Point annotation data:
<<<<
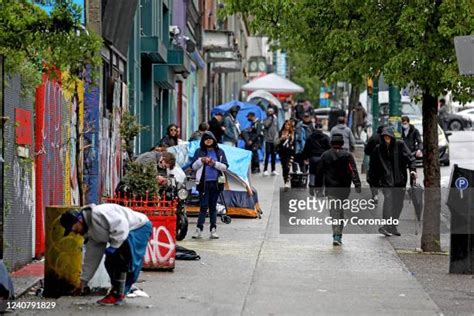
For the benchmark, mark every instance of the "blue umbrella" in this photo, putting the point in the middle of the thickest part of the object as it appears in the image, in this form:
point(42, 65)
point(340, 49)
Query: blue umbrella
point(245, 108)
>>>>
What is asked
Write out the text of the entries above word for word, leaving out the pictures.

Answer to the problem
For the benchmark, mark every instance of the "blue umbrella" in this photo, putting the point in the middle of the thickest part of the object as it appears in the image, in this form:
point(42, 65)
point(340, 49)
Query: blue umbrella
point(245, 108)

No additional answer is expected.